Wednesday, December 30, 2020

1d10 organisms from Curie's World

This is a list of 10 different alien creatures you might encounter during your work assignment on the hellish, radioactive garden planet known as Curie's World. This is only a very narrow slice of the planet's staggering biodiversity, but hopefully enough to get your gears turning.
  1. Nuke Tree and Elephant's Foot Tree: Common treelike organisms feeding on the violent radiation outbursts of Curie's star. Nuke trees are tall, slender and their trunks are unnervingly smooth. They tend to form massive forests, fighting for the lethal sun"light" with their melanistic, radiation-collecting fronds. Elephant's Foot Trees, in contrast, are gnarled and bloated, and tend to stand solitary in nuke tree forests. Their roots secrete toxins that kill other elephant's foot tree saplings in the vicinity, thereby ensuring that they have a local monopoly on the specific cocktail of nutrients they require.
  2. Plainsland Scrammer (C 35, I 30, S 55, H (2) 25; kick: 2d10 and Body save or be flung away): Open area grazers occuring in herds of 4d10 individuals, named for their fast run. While running, they fold their middle pair of legs up against their belly, with the scrammers leading the herd's charge using their sidelegs to kick things out of the way. They are suspicious of every movement, responding with threat displays and fleeing if necessary. They are a favored prey of the greater chernobog.
  3. Greater Chernobog (C 65, I 55, S 30, H (4)30; scything claws: 3d10, digestive syringe: 2d10 damage and 1d10 Body save decrease): The apex predator of the area where Company extraction works are active, a horse-sized, black-carapaced myriapod-thing with powerful pillar-like legs and wicked sickle-shaped claws on its foremost pair of limbs. It is an ambush predator lunging out from between nuke trees or tall sootgrass to strike down prey. It cannot sustain long bursts of running, and will usually give up on prey it cannot run down within a two or three combat rounds. Felled prey is pumped full of digestive fluids, liquefied and slurped out of its skin. Chernobogs are highly territorial and solitary animals, and indiscriminately attack each other out of mating season.
  4. Black Sarcophagus (C 15, I 0, S 0, H (3) 10; acid spray: 2d10, acid bath: cumulative 1d10 per turn): Sessile organism, shaped like a black bathtub with six petals, lying in wait in nuke tree forests. Once someone or something stumbles into it (Intellect check to notice, Body save to avoid), it snaps tightly shut and begins to fill itself with digestive fluid. A Crisis check of two Strength checks are needed to pry it open, from the inside or the outside. If attacked, it sprays corrosive digestive fluids at its attacker, squealing loudly.

DATA SECTION >>
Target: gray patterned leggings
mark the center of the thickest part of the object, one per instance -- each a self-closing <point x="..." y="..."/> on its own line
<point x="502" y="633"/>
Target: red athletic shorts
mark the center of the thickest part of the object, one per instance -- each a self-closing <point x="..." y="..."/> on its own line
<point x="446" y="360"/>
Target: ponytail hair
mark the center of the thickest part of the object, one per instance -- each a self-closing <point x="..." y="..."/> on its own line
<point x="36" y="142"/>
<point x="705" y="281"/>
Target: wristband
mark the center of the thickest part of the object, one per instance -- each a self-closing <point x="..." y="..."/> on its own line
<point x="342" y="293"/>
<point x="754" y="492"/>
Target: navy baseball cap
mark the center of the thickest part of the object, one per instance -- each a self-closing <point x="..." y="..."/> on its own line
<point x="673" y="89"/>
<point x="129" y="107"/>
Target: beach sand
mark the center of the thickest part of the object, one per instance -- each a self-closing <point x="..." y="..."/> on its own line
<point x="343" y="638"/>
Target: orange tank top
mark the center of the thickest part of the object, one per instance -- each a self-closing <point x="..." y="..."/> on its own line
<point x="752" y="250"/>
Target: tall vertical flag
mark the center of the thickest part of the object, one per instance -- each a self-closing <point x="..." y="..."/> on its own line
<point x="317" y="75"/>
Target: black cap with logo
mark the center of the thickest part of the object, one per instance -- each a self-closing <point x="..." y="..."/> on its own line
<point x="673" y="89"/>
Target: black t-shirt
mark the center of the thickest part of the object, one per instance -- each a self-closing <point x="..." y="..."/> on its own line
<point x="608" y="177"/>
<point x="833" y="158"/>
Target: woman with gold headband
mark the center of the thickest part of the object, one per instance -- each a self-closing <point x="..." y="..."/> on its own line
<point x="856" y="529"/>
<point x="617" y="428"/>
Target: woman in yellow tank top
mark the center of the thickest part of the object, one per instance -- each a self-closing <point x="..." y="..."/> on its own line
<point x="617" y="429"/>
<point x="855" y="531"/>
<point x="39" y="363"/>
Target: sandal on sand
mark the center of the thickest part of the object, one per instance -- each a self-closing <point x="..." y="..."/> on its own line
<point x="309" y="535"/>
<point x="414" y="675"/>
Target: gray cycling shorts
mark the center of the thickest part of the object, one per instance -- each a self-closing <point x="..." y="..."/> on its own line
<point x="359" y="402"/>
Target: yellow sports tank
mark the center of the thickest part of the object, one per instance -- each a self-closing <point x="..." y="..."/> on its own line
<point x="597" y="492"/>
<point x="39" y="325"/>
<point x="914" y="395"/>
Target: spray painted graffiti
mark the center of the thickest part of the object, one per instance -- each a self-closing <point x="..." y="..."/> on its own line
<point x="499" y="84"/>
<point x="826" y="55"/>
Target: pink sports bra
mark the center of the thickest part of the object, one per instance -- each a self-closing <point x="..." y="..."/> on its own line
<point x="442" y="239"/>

...

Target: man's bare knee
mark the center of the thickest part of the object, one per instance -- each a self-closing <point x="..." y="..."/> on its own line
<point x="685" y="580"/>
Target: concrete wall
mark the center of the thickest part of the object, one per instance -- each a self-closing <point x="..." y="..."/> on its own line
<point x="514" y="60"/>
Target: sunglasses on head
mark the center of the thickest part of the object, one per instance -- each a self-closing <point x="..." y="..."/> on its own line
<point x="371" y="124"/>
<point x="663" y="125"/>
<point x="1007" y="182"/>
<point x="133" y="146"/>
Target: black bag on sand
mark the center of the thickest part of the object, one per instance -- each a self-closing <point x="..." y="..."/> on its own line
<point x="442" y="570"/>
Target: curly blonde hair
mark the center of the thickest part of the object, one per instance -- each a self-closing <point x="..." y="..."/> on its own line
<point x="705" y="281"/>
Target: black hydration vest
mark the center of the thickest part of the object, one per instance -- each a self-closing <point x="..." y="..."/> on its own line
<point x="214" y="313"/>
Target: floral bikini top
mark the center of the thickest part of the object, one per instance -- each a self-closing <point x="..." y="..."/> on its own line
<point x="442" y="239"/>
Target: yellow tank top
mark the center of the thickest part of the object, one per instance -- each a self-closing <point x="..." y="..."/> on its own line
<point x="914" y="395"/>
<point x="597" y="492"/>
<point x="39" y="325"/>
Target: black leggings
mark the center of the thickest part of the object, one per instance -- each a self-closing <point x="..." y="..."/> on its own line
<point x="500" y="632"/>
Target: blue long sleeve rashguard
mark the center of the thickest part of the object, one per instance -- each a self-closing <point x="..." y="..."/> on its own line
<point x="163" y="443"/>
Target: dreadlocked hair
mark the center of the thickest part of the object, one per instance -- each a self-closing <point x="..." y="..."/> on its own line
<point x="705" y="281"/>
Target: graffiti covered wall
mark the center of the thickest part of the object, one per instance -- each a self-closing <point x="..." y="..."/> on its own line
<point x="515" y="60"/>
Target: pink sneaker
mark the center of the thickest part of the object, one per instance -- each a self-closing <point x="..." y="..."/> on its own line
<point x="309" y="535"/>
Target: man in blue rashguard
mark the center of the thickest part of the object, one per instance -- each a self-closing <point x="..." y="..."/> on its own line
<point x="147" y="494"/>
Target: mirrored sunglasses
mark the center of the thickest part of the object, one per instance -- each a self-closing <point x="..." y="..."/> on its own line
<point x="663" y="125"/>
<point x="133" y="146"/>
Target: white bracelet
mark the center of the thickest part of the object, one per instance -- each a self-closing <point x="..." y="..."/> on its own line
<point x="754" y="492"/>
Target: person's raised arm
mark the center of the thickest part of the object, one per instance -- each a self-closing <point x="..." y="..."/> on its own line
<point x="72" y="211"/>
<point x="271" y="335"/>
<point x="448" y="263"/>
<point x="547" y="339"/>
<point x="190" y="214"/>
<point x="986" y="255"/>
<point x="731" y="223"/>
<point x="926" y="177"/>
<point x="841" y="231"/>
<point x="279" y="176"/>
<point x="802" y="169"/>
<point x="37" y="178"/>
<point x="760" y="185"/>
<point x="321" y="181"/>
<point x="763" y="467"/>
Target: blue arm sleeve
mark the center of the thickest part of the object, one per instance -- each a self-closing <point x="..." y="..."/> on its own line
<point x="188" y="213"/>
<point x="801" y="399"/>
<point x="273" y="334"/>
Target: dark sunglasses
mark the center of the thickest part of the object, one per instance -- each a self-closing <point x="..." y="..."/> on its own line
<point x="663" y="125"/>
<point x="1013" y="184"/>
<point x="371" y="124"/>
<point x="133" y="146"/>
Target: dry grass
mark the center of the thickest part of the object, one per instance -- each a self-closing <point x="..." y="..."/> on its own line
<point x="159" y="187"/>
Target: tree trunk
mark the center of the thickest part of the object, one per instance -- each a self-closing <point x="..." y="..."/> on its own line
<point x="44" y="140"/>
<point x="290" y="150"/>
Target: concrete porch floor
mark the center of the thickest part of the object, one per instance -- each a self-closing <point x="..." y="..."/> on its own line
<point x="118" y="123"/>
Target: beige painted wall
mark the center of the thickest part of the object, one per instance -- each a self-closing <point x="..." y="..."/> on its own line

---

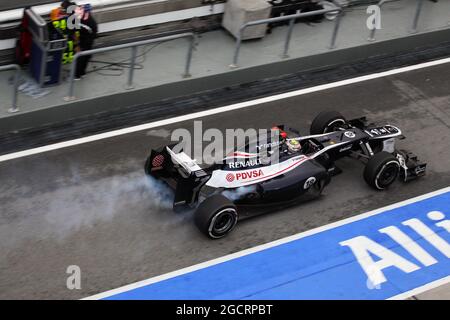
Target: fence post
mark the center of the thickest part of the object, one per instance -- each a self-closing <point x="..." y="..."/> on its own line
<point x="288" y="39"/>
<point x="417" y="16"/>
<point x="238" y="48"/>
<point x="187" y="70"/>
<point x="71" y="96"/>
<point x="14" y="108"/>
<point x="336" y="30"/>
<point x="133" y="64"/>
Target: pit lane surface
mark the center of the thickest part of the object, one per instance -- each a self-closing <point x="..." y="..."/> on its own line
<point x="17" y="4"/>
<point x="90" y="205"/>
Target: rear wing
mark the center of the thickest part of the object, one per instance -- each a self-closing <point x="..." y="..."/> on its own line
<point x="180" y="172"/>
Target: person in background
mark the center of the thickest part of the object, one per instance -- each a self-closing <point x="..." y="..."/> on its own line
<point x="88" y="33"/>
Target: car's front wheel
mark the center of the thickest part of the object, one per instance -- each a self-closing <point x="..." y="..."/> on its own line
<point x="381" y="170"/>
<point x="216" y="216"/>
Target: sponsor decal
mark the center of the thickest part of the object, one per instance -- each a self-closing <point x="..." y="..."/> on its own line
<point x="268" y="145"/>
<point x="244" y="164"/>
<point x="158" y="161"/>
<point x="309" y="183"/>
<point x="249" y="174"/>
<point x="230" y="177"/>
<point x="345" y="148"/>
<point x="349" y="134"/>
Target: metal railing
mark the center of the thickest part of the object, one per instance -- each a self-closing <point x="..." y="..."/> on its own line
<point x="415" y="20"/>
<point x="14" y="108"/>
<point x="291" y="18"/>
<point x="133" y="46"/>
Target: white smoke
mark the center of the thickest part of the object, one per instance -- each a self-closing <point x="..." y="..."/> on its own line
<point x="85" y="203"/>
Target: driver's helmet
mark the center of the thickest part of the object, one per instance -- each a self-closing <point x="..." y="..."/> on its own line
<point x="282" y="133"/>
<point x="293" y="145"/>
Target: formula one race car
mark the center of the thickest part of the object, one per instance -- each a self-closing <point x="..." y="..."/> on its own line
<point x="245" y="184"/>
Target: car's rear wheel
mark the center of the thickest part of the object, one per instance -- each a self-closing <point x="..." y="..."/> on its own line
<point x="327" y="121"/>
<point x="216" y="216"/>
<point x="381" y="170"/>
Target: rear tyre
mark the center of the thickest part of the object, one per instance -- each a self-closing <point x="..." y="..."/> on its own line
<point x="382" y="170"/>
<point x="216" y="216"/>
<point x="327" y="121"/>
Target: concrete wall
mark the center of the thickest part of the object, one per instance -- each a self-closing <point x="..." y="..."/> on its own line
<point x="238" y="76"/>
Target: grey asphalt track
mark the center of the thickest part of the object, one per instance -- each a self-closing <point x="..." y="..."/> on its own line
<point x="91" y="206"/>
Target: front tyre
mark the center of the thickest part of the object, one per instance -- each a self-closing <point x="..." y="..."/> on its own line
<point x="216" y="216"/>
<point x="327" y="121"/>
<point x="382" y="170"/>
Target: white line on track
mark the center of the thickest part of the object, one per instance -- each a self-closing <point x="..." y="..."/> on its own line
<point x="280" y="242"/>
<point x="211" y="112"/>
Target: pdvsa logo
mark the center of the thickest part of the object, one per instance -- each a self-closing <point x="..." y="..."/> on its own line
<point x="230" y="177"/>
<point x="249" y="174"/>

REQUIRED TASKS >>
(a) In the Curie's World list, what do the roots of the Elephant's Foot Tree secrete?
(b) Repeat the part of the Curie's World list between "1d10 organisms from" and "your gears turning.", inclusive.
The records can be set aside; nothing here depends on them.

ANSWERS GIVEN >>
(a) Toxins that kill other elephant's foot tree saplings in the vicinity.

(b)
1d10 organisms from Curie's World

This is a list of 10 different alien creatures you might encounter during your work assignment on the hellish, radioactive garden planet known as Curie's World. This is only a very narrow slice of the planet's staggering biodiversity, but hopefully enough to get your gears turning.